Short task: Reproduce the part of the material that opens with the line containing "# locate bird's head: put" and runs through the final line of the material, both ends included.
>>>
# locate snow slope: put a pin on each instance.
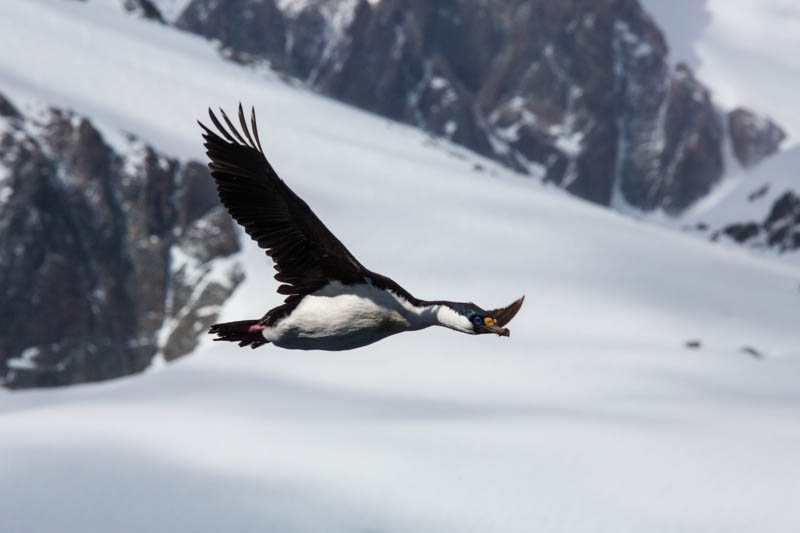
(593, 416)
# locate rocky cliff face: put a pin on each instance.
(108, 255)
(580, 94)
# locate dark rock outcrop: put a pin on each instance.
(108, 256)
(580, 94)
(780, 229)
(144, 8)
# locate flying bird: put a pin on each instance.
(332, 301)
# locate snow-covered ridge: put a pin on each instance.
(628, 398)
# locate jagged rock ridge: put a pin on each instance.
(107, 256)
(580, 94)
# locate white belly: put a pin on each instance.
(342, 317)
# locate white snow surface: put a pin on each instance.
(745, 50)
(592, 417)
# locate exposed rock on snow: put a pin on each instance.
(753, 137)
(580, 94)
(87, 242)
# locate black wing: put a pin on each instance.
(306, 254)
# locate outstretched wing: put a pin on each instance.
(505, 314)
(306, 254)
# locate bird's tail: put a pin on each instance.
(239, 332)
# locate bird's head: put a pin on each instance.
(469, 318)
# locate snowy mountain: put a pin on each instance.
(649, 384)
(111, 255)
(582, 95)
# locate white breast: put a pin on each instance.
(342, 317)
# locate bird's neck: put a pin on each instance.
<<<
Solution below:
# locate bird's head: put a pin on each instance.
(469, 318)
# locate snowy mountain: put a pin on each instance.
(649, 384)
(111, 255)
(582, 95)
# locate white breast: put a pin on each instance.
(342, 317)
# locate bird's neck: put a pin on each instance.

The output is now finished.